_Passage fourni_
┌──

L’autonomie se justifie du fait de l’incapacité de prévoir et de prescrire l’ensemble des situations que l’individu est susceptible de rencontrer dans l’exécution de son travail. Pour apporter des solutions à des problèmes de plus en plus diversifiés, faire face aux aléas d’environnements de moins en moins prévisibles, le tout sous forte contrainte d’urgence et de coût, les organisations « modernes » cherchent, sous diverses formes, à réunir ce que Taylor avait séparé : la conception et l’exécution du travail. Le travail est moins standardisé par les procédés, plus par les résultats. Les règles sont moins prescriptives. Ce faisant, pour le gardien de leur application, c’est-à-dire le manager, elles sont des leviers d’action moins judicieux pour orienter les comportements.

Les collaborateurs du manager contrôlent davantage de moyens

Quelle est la conséquence de tout cela sur les conditions d’exercice du management ? Le renforcement de l’autonomie affecte une des ressources de pouvoir essentielles traditionnellement aux mains des managers : le contrôle des moyens. Etre autonome signifie avoir les moyens de son action. Sans quoi l’autonomie est une « fausse barbe » et reste une déclaration d’intention. Avoir des collaborateurs autonomes, c’est avoir des collaborateurs qui, par délégation, contrôlent davantage de moyens. C’est la base du principe de subsidiarité si souvent revendiqué par les entreprises en quête de performance. On peut redire ici ce que nous avons dit du management à distance : manager des collaborateurs autonomes, ce n’est pas manager plus ou mieux, c’est manager différemment !

└──

Éléments d'une collection d'étiquetage
┌──

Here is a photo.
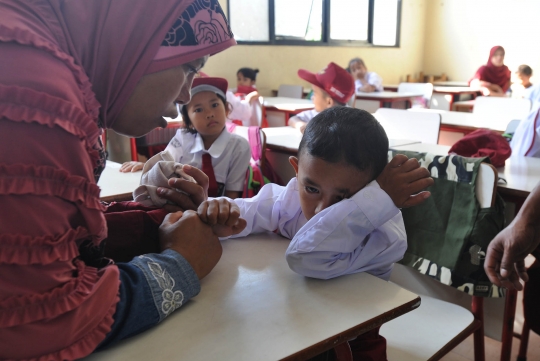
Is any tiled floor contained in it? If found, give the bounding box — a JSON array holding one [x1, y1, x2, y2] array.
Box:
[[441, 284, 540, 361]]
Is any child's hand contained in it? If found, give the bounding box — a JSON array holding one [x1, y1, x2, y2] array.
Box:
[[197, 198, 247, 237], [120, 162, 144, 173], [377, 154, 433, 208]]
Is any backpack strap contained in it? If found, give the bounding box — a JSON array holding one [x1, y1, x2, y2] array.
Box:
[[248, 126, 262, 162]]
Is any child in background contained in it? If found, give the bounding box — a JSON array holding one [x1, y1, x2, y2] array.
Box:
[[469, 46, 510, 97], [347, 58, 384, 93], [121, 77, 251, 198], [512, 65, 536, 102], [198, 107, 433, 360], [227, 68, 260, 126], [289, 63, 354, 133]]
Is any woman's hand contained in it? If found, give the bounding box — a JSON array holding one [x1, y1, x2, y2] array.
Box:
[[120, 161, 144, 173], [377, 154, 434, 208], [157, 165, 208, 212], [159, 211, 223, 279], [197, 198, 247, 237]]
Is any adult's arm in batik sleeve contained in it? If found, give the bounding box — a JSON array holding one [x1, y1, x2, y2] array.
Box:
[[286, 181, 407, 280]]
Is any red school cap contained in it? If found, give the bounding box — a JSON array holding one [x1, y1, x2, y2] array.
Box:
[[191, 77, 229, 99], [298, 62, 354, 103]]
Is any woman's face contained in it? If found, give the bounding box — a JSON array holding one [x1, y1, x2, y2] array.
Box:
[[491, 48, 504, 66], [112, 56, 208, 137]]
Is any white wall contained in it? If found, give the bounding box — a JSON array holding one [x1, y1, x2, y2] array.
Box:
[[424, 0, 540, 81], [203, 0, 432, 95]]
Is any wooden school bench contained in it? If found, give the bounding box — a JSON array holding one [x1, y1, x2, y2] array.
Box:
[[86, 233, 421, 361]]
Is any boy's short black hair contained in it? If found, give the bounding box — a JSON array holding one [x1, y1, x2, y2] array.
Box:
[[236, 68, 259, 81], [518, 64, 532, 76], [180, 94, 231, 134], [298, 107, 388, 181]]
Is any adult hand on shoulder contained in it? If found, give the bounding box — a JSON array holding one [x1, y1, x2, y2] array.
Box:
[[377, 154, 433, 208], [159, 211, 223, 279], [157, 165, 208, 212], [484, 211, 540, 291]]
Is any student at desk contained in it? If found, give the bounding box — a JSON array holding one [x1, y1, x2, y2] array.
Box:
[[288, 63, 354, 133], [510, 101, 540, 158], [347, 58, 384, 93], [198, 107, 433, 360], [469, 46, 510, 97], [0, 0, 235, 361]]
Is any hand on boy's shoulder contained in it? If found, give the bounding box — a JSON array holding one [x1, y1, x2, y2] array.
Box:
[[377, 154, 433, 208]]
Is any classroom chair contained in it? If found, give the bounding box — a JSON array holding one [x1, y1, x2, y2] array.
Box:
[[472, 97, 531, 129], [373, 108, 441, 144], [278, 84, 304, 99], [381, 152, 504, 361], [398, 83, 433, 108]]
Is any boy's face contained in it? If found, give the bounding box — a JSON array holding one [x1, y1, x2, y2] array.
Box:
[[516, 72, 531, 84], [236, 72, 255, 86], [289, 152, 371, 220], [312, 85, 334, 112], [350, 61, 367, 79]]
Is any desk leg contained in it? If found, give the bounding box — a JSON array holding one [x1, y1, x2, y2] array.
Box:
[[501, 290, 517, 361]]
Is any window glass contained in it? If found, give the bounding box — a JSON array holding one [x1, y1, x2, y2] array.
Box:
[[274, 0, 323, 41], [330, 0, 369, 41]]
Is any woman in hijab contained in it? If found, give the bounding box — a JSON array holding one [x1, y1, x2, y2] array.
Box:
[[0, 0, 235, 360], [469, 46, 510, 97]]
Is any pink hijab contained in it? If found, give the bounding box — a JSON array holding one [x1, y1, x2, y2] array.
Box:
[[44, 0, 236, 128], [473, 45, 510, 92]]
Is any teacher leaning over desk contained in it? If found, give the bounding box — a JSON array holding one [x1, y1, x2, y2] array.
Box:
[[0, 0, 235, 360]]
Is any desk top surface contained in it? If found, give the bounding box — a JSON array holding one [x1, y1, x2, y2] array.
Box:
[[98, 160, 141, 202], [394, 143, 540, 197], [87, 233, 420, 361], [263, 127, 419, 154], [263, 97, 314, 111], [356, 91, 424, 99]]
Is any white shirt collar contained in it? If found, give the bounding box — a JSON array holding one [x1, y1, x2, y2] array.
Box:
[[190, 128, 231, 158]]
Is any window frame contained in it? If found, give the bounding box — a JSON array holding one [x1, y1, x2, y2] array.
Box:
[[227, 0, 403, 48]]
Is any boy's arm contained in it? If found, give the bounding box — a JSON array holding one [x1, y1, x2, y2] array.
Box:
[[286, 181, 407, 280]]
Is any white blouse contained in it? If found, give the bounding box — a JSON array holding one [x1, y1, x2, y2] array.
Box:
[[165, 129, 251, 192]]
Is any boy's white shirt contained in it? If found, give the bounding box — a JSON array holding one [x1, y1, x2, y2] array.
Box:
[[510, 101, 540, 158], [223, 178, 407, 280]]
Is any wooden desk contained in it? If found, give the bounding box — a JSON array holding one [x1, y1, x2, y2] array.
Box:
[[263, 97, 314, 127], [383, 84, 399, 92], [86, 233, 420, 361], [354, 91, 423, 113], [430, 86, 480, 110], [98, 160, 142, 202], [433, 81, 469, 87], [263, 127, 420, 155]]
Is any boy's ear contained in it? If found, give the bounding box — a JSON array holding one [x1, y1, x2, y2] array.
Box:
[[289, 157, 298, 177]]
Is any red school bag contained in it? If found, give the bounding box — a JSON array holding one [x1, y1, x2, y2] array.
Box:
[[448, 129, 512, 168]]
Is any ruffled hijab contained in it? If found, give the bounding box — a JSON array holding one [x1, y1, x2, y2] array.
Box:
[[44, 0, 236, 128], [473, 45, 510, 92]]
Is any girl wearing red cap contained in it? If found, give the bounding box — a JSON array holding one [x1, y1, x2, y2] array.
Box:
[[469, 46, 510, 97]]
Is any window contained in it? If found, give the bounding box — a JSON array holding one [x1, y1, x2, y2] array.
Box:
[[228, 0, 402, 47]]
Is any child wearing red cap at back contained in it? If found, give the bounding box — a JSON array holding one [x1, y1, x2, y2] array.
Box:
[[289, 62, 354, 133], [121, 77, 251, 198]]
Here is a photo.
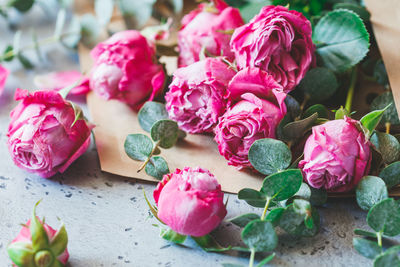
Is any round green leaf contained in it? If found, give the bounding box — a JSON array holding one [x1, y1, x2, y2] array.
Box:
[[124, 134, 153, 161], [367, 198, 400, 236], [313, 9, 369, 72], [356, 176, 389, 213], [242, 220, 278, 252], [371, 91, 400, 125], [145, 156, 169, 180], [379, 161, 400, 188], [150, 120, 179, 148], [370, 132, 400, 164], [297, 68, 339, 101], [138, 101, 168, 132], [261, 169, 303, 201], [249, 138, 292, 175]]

└──
┌──

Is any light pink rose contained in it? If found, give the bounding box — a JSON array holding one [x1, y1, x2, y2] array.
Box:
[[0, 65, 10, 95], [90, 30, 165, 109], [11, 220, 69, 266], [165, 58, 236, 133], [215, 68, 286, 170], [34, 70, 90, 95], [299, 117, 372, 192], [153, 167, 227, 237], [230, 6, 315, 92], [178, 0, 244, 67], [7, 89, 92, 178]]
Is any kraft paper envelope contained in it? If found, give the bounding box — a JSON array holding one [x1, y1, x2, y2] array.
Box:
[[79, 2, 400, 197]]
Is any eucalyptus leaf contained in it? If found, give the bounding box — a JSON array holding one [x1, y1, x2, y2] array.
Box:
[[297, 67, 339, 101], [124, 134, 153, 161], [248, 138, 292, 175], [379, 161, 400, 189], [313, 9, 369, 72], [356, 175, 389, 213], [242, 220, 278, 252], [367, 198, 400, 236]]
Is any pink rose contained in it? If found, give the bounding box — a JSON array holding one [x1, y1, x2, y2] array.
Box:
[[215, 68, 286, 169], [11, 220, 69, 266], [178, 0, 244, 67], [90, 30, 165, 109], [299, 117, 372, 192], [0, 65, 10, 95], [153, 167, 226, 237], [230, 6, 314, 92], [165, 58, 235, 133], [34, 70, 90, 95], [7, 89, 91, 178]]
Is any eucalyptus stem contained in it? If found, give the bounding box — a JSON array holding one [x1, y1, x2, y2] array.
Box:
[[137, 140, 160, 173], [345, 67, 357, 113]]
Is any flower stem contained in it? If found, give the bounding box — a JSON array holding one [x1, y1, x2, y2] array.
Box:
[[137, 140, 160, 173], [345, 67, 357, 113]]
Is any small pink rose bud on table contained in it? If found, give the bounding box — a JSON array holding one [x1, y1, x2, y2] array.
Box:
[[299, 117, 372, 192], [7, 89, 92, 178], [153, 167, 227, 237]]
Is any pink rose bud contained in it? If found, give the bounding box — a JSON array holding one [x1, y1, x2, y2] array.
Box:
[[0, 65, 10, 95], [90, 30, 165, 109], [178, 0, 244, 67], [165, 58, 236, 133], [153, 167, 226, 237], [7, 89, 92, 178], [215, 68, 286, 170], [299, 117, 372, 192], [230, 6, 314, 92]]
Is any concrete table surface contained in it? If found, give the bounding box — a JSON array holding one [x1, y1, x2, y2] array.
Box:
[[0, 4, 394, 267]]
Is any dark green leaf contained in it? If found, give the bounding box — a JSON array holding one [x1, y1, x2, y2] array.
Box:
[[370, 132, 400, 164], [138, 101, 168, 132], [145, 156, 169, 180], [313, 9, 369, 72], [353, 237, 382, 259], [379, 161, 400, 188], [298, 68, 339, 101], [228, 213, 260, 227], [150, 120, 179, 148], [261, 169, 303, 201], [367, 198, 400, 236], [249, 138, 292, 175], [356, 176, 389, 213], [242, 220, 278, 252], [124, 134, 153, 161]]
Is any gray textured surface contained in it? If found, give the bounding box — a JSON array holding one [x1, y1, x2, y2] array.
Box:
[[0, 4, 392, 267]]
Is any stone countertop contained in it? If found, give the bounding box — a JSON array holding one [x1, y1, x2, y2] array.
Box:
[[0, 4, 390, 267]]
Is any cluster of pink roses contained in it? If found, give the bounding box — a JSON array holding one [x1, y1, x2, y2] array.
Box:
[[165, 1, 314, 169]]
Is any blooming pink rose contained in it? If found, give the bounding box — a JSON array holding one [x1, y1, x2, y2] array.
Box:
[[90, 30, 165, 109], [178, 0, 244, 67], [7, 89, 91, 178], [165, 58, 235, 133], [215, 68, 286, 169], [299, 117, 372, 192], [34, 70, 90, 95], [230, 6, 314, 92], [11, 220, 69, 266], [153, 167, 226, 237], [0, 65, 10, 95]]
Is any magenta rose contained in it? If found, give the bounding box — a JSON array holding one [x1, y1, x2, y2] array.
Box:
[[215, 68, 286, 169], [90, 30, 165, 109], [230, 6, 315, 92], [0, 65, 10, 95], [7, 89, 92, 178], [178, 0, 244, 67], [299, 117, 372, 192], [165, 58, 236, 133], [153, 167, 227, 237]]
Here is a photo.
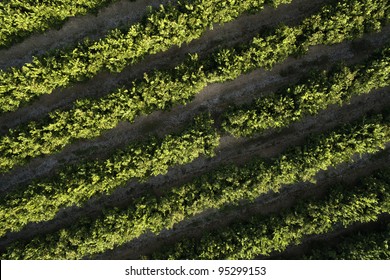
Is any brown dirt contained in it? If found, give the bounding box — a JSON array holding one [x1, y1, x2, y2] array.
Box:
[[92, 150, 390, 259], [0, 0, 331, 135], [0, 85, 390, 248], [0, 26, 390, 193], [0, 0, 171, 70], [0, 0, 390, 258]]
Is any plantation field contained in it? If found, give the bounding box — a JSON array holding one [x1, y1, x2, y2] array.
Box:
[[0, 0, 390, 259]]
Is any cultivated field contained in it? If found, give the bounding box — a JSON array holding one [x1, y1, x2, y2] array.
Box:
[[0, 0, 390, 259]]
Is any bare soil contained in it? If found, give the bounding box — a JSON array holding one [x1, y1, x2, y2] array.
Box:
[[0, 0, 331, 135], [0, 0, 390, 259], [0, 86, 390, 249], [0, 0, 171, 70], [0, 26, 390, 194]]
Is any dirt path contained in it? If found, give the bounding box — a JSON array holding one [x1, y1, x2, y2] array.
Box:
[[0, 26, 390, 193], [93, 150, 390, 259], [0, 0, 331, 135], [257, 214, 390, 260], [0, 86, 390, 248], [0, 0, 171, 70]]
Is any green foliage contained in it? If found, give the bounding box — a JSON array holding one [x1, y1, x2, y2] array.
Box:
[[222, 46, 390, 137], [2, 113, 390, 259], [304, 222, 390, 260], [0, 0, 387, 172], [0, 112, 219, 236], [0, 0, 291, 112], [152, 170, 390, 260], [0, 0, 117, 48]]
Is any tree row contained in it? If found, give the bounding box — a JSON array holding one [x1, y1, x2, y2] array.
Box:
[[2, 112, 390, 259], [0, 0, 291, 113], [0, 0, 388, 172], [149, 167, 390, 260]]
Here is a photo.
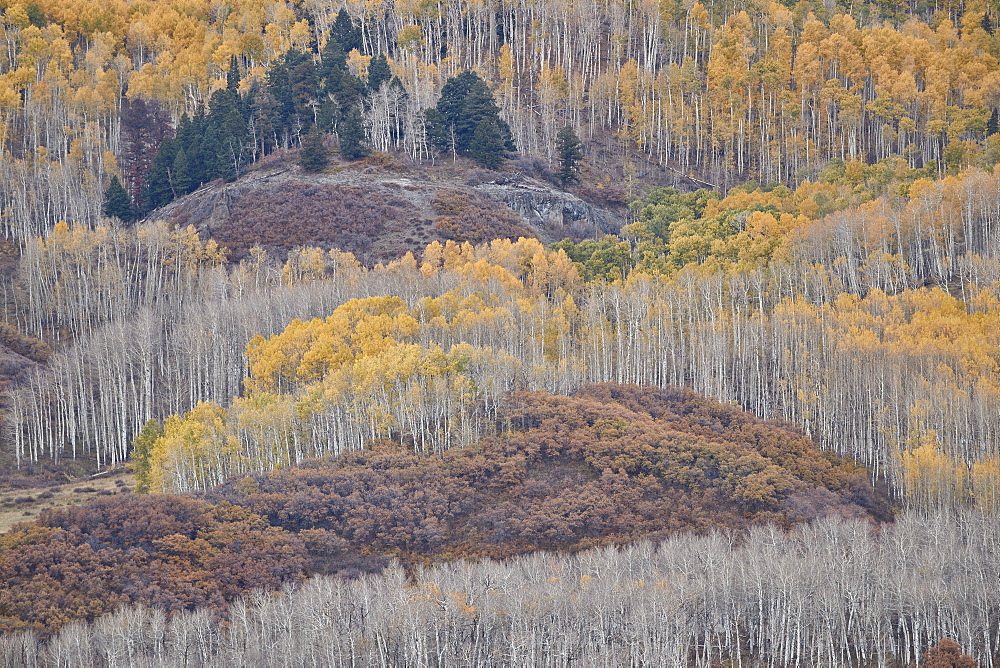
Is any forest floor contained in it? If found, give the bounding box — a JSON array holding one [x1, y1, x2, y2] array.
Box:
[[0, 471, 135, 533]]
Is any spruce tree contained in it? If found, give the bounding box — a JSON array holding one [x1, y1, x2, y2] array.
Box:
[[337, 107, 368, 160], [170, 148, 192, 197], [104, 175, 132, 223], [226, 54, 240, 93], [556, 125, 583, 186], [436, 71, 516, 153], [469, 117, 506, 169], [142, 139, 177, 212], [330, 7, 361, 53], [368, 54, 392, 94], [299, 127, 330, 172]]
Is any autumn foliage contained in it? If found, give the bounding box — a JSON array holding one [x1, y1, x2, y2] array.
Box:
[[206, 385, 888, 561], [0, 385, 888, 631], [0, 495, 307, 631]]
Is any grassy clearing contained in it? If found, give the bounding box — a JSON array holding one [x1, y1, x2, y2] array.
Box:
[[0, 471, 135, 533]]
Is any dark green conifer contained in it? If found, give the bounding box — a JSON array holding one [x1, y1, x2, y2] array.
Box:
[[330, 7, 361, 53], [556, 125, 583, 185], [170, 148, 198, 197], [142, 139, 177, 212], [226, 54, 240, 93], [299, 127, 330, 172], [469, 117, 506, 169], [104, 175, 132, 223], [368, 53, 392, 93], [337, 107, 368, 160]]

└──
┌──

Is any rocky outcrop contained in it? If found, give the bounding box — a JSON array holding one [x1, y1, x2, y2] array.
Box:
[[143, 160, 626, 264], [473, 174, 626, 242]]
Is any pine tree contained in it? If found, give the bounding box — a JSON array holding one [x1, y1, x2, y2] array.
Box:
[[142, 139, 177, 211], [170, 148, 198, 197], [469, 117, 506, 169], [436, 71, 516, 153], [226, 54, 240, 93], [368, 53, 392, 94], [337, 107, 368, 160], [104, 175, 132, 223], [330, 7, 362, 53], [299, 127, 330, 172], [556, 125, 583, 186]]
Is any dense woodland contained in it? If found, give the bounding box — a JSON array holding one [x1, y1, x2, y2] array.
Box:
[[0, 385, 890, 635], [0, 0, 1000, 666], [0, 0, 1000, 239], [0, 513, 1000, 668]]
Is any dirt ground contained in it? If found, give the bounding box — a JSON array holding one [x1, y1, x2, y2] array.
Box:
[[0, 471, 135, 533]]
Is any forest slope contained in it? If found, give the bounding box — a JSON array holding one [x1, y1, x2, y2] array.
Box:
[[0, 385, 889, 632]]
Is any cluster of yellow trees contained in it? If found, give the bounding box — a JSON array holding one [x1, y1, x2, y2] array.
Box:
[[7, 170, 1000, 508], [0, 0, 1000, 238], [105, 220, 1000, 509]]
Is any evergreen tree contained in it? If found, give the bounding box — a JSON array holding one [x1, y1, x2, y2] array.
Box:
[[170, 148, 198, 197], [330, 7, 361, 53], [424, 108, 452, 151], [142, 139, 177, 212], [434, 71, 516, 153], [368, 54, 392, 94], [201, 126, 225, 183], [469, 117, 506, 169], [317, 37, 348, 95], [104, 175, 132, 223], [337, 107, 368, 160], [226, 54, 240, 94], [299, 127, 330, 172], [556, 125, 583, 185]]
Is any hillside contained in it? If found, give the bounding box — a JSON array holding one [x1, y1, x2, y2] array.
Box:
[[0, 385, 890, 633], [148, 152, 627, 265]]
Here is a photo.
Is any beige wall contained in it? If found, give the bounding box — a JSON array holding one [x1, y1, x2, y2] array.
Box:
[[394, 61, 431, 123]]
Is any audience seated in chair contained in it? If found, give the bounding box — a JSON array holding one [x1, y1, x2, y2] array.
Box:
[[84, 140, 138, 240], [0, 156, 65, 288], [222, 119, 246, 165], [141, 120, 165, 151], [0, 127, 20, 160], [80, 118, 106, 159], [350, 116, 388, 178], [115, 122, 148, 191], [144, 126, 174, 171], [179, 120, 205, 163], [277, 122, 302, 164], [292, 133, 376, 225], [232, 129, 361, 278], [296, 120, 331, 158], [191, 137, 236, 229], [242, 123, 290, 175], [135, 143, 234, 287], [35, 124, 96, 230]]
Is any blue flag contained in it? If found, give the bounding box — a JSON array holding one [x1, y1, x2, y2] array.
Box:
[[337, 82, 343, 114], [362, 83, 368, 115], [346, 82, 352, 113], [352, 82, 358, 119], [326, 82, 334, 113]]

└──

_Travail demandé_
Recopiez, dans le passage sur l'autonomie des collaborateurs, la partie qui commence aux mots « Quelle est la » et s'achève après « manager différemment ! ».

_Exercice corrigé_
Quelle est la conséquence de tout cela sur les conditions d’exercice du management ? Le renforcement de l’autonomie affecte une des ressources de pouvoir essentielles traditionnellement aux mains des managers : le contrôle des moyens. Etre autonome signifie avoir les moyens de son action. Sans quoi l’autonomie est une « fausse barbe » et reste une déclaration d’intention. Avoir des collaborateurs autonomes, c’est avoir des collaborateurs qui, par délégation, contrôlent davantage de moyens. C’est la base du principe de subsidiarité si souvent revendiqué par les entreprises en quête de performance. On peut redire ici ce que nous avons dit du management à distance : manager des collaborateurs autonomes, ce n’est pas manager plus ou mieux, c’est manager différemment !